DATASET EXCERPTS |

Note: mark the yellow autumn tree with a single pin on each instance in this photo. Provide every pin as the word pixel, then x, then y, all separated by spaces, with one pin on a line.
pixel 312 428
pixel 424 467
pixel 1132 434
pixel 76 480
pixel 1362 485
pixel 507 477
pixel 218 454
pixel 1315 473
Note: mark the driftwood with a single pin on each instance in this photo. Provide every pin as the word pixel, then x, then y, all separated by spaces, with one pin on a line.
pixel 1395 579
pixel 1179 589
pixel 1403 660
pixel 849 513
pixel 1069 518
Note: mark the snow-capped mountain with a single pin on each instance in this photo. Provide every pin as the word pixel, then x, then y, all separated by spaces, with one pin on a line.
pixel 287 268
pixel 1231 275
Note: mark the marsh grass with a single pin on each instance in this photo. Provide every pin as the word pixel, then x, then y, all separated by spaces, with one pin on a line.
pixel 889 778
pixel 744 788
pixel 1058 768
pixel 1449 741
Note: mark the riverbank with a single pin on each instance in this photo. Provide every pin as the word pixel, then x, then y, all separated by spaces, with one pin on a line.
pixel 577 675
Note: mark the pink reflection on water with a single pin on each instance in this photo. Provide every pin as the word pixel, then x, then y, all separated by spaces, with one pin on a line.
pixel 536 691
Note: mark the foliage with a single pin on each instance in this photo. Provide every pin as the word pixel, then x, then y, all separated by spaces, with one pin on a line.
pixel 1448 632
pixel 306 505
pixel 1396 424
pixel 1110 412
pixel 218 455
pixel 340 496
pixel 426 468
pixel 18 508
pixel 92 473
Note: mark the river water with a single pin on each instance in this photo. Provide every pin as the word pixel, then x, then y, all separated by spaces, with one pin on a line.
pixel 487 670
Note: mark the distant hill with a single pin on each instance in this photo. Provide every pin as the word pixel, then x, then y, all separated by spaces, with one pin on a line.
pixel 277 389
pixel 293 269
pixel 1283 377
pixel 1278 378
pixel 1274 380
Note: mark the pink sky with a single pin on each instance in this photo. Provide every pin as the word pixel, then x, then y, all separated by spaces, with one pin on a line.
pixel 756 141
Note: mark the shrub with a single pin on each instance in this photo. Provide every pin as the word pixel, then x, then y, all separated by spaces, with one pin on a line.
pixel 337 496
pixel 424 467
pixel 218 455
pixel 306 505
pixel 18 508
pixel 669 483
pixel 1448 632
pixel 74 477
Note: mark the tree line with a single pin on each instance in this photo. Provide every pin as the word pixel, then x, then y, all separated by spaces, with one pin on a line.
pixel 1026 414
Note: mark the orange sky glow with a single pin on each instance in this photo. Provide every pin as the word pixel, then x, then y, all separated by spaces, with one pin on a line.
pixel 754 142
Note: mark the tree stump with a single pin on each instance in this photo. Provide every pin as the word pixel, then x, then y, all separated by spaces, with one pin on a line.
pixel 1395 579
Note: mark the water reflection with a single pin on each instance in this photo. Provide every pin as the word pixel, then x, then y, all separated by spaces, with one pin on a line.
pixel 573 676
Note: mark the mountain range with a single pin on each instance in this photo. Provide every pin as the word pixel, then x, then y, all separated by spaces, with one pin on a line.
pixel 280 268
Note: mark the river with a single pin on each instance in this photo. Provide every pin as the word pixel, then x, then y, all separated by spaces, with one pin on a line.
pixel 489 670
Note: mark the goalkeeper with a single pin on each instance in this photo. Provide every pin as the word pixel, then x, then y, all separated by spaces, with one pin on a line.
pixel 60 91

STATED GOAL |
Arrange every line of the records above into a numbered list, leaving out any blank lines.

FULL RESPONSE |
1. Note: mark the yellow autumn tree with a single pin on each instance in this photo. Provide every pin as the word pixel, then x, then y, all separated by spaces, with one pin on a line.
2. pixel 312 428
3. pixel 424 467
4. pixel 1132 434
5. pixel 76 480
6. pixel 1362 485
7. pixel 507 477
8. pixel 218 454
9. pixel 1315 473
10. Note: mark the driftwood with a single pin on each instance in this photo. Provide every pin as the word pixel, then x, then y, all separated by spaces, with one pin on a line.
11. pixel 1395 579
12. pixel 1179 589
13. pixel 1403 660
14. pixel 849 513
15. pixel 1069 518
16. Note: mark the snow-capped mountain with a single pin on each instance in this photo. Provide every pin as the word pixel, then x, then y, all separated by spaces, with one pin on a line.
17. pixel 287 268
18. pixel 1231 275
19. Note: mark the marsh grass with a single pin on each instance in this photo. Provide every pin as the word pixel, then x, then y, all separated by spaces, with one pin on a line.
20. pixel 889 778
21. pixel 744 788
22. pixel 1058 768
23. pixel 1449 741
24. Note: mark the riverbank with a single pin on each instance in this photo. Provide every pin as the word pixel, then x, then y, all separated by spaces, with one pin on a line.
25. pixel 577 675
26. Note: mark the pink reflection on water with a single pin on each instance in this photo. Provide every pin as the word pixel, then x, then y, all separated by spaces, with one pin on a line.
27. pixel 536 691
28. Note: mark the foliage with a single pin on each instance in this photo. Provide every pin as the word pixel, then x, then y, all separated by spaces, with one pin on a line.
29. pixel 1448 632
30. pixel 306 505
31. pixel 1396 424
32. pixel 1110 412
33. pixel 218 455
34. pixel 340 496
35. pixel 426 468
36. pixel 18 508
37. pixel 92 473
38. Note: mark the river water with a single pin on each instance in this photo. Provide every pin as the word pixel, then x, then y, all separated by spaces, with one pin on a line.
39. pixel 487 670
40. Note: mark the distant hill with a single pin on each instance in this photo. Provide every pin as the word pixel, then x, then y, all separated by spaces, with one pin on a line.
41. pixel 277 389
42. pixel 293 269
43. pixel 1283 377
44. pixel 1278 378
45. pixel 1274 380
46. Note: mark the pink sky with a single pin on each instance in this photo. Provide every pin as the word pixel, then x, then y, all separated by spaces, with one pin on a line.
47. pixel 756 141
48. Note: mark the shrub with a single pin on each instance in this photo. Provide every pin as the word pixel, then x, then y, all separated by spaces, with one pin on a line.
49. pixel 337 496
50. pixel 424 467
51. pixel 218 455
52. pixel 306 505
53. pixel 18 508
54. pixel 669 483
55. pixel 1448 632
56. pixel 74 477
57. Note: mark the tree line with a single pin on each instance in this photo. Provide every pin as the word pixel, then x, then y, all separated by spaces, with one pin on a line.
58. pixel 1026 414
59. Note: mark the orange sky glow with a single pin on each instance in this photo. Provide every pin as the word pixel, then x, then y, all separated by spaces, with one pin on a line.
60. pixel 754 142
61. Note: mark the tree stump with a single pin on each instance in this photo. Provide every pin as the word pixel, then x, then y, all separated by spaces, with one pin on a line.
62. pixel 1395 579
63. Note: mark the water reflection with a single pin on each instance in this photo. Provide every pin as the word pixel, then x, then y, all separated by spaces, with one pin on a line.
64. pixel 573 676
65. Note: mark the mountain range with a single pin on each instance in this photo. Provide every pin as the word pixel, then x, then y, all separated by spaces, with one pin on a line.
66. pixel 280 268
67. Note: mark the river with a single pin on each instance in this photo. Provide every pin as the word pixel, then x, then y, all separated by spaces, with one pin on a line.
68. pixel 489 670
69. Note: mark the goalkeeper with a single pin on each instance in this photo. Provide every pin as the word pixel, then x, then y, all separated by spaces, with one pin on a line.
70. pixel 60 91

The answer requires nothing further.